**** TEXTE DE PAGE

Ces problématiques restent irrésolues : le financement de la santé, la perte d’autonomie, l’accompagnement… Le rapport El Khomri, rendu en 2019, précise que pour gérer le vieillissement, il faut des moyens financiers, mais aussi humains, du temps, de la formation. Ce dernier point est important car lorsque l’on n’est pas préparé, on va vers toutes sortes de dérives, du système comme des individus.

* Ehpad : établissements d’hébergement pour personnes âgées dépendantes.

Les aînés isolés pendant le confinement

La solidarité envers les plus âgés, observée durant la crise sanitaire, n’est-elle pas un point positif ?

M-A. P. : Oui, il y a eu des choses positives pendant le confinement grâce aux solidarités associatives, institutionnelles, individuelles. On a fait preuve d’inventivité dans certains établissements quand, par exemple, on a mis en place des échanges, des activités à distance pour ne pas rompre le lien. On a redécouvert l’importance de la famille. Les outils numériques ont permis de ne pas casser tout contact.

On peut se féliciter aussi du rapport de Jérôme Guedj, en avril 2020, sur l’isolement des aînés en période de confinement, demandé par le ministre de la Santé et des Solidarités. Il avait pour but d’identifier les moyens employés et les acteurs de terrain qui se sont investis dans cette crise auprès des aînés afin de mettre en place un véritable plan de mobilisation nationale. Certains vont dire que c’est de la documentation de plus, or c’est important d’en disposer.

********
**** LES DONNÉES

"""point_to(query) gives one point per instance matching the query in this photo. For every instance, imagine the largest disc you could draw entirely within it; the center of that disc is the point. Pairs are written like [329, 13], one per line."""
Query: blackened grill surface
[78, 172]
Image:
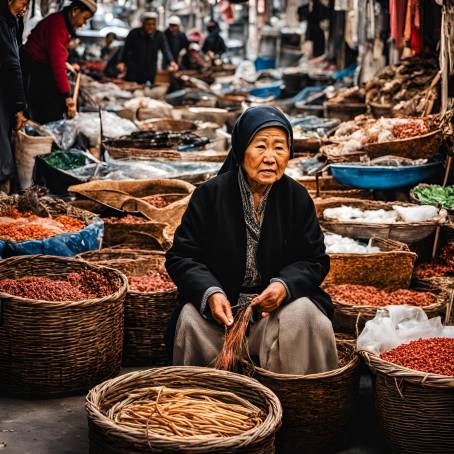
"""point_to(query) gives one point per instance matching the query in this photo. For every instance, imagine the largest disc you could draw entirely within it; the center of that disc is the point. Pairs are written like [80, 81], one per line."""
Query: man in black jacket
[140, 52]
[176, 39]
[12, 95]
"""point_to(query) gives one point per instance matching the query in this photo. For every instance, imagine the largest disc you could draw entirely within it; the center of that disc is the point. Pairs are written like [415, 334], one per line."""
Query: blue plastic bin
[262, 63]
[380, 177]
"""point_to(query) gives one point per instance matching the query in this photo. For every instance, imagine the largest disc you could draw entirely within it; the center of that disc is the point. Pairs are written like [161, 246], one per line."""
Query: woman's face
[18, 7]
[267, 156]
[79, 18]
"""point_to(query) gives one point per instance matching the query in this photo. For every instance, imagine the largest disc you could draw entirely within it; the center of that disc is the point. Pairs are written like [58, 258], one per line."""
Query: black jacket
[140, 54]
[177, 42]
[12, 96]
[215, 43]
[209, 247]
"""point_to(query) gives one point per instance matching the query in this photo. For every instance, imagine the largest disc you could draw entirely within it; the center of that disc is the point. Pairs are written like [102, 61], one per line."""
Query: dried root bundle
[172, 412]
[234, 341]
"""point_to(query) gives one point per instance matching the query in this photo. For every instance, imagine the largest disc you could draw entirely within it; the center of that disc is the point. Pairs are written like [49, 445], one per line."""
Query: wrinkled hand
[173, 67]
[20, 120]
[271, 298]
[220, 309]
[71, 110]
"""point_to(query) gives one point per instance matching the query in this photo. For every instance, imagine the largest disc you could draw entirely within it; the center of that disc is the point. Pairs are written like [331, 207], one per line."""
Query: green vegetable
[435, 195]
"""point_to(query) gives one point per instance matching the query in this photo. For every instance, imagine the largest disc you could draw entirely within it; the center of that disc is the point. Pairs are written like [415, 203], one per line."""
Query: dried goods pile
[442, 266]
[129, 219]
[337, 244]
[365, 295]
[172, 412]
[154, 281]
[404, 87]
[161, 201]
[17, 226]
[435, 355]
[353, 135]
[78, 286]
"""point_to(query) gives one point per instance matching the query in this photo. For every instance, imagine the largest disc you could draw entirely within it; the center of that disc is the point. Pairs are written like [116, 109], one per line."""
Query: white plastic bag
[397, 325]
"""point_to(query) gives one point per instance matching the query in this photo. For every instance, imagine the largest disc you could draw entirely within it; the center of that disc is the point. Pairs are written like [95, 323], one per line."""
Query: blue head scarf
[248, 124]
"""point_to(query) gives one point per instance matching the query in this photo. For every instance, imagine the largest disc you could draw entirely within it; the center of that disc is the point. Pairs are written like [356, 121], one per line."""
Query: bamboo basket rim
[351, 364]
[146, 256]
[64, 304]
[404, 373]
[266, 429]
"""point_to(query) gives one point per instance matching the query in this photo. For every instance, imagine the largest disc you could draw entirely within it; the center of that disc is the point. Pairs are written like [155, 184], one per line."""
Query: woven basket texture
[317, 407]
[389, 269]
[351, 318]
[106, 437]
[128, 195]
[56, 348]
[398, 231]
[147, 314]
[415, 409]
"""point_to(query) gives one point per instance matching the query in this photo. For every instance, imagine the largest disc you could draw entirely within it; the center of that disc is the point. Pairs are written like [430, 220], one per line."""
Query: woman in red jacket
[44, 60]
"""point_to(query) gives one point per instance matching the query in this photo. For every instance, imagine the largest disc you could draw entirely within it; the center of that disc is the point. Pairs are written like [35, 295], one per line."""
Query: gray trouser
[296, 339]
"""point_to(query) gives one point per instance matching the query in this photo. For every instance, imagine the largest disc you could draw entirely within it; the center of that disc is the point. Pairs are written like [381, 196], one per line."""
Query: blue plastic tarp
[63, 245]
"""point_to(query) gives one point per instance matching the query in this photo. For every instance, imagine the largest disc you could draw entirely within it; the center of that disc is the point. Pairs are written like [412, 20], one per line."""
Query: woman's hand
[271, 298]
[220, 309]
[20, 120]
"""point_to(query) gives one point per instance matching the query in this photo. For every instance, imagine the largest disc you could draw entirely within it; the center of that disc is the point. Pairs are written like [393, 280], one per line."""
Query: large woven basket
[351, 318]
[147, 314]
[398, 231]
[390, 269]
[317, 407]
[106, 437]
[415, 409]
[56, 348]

********

TÂCHE DEMANDÉE A:
D'après le texte sur le vieillissement, en quelle année le rapport El Khomri a-t-il été rendu ?
TÂCHE DEMANDÉE B:
Recopiez le passage du texte sur le vieillissement qui commence à « La solidarité envers » et se termine à « casser tout contact. », en rebaptisant « la famille » en « l'entourage ».
TÂCHE DEMANDÉE C:
Prolongez, s'il vous plaît, le texte sur le vieillissement à partir de l'endroit où il s'arrête.

RÉPONSE ATTENDUE A:
En 2019.

RÉPONSE ATTENDUE B:
La solidarité envers les plus âgés, observée durant la crise sanitaire, n’est-elle pas un point positif ?

M-A. P. : Oui, il y a eu des choses positives pendant le confinement grâce aux solidarités associatives, institutionnelles, individuelles. On a fait preuve d’inventivité dans certains établissements quand, par exemple, on a mis en place des échanges, des activités à distance pour ne pas rompre le lien. On a redécouvert l’importance de l'entourage. Les outils numériques ont permis de ne pas casser tout contact.

RÉPONSE ATTENDUE C:
Faut-il vraiment vivre le plus longtemps possible ?

La peur de vieillir s’est-elle encore plus affirmée désormais ?

M-A. P. : C’est un fait. Et le traitement politique du virus n’est qu’une conséquence du traitement sociétal, culturel, économique de la vieillesse, de l’image qu’elle véhicule. On touche à des questions de fond, de société, d’éthique, de spiritualité. Doit-on toujours repousser les limites de la vie ? Qu’est-ce que signifie avoir bien vécu pour chacun d’entre nous ? Que veut-on protéger : la vie ou l’individu ?

Notre société est articulée sur des stéréotypes d’âges. Elle fonctionne dans une mouvance où il faut vivre le plus longtemps possible. Mais a-t-on vraiment envie de parvenir à 150 ans avec un transhumanisme* à outrance ? Sur cette question, il faut prendre en compte la parole des plus âgés, les écouter plus que l’on ne le fait.

* Le transhumanisme est un mouvement qui prône l'usage des sciences et des techniques afin d'améliorer la condition humaine.

Les aînés toujours à distance après le déconfinement

Comment composer entre un retour à la normale et la sécurité des plus vulnérables ?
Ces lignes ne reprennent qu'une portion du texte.